Start ENTRIES SUPPLIED

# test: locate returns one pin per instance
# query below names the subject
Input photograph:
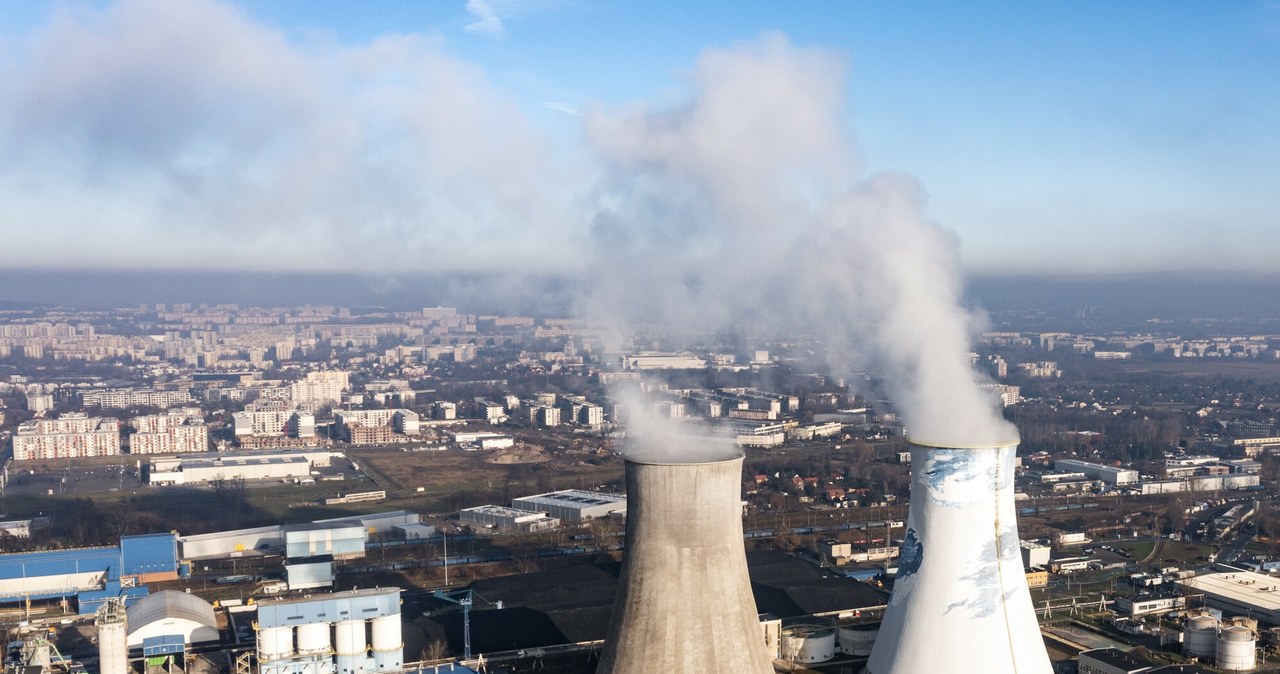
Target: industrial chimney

End ENTRIES SUPPLIED
Start ENTRIES SUPPLIED

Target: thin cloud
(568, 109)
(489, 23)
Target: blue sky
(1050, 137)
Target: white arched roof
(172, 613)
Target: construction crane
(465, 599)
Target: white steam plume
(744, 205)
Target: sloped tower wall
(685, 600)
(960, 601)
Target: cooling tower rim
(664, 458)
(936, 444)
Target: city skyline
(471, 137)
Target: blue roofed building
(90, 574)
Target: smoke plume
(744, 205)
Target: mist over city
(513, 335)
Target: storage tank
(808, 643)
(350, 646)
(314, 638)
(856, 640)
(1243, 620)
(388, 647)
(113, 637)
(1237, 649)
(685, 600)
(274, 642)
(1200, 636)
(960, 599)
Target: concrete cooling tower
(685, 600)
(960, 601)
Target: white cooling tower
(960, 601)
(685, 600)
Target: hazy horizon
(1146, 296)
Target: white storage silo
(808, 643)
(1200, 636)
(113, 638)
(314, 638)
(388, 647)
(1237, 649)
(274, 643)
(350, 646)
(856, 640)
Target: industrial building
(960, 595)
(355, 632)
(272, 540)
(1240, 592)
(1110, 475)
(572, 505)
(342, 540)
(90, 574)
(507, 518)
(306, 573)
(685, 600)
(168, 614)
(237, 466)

End ENTRIES SUPPLIED
Start ENTRIES SUPPLIED

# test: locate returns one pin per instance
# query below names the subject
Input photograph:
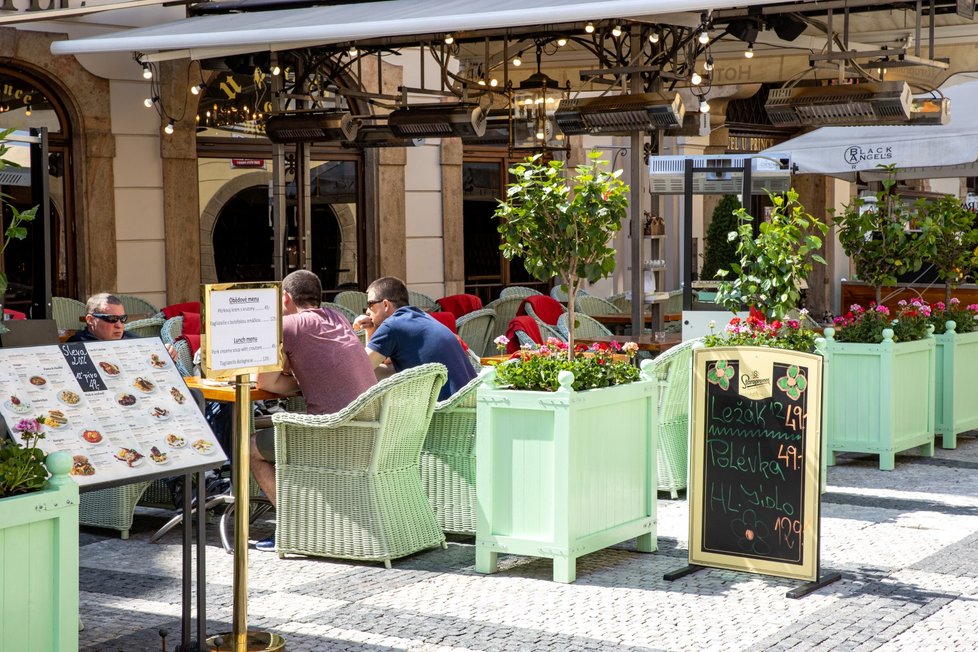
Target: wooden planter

End ENTRIES SUPPLIED

- [TASK DIRECTIONS]: Please swap "cooling tower" for "cooling stack" in the material between the lines holding "Target: storage tank" and "(1146, 296)", inclusive. Return only those lines, with everything else left unchanged.

- [RESULT]:
Target: storage tank
(808, 643)
(350, 646)
(314, 638)
(856, 640)
(1243, 620)
(388, 647)
(113, 637)
(1237, 649)
(685, 600)
(274, 642)
(1200, 636)
(960, 599)
Target: concrete cooling stack
(685, 600)
(960, 601)
Target: white cooling stack
(960, 601)
(685, 600)
Target: hazy horizon
(1146, 296)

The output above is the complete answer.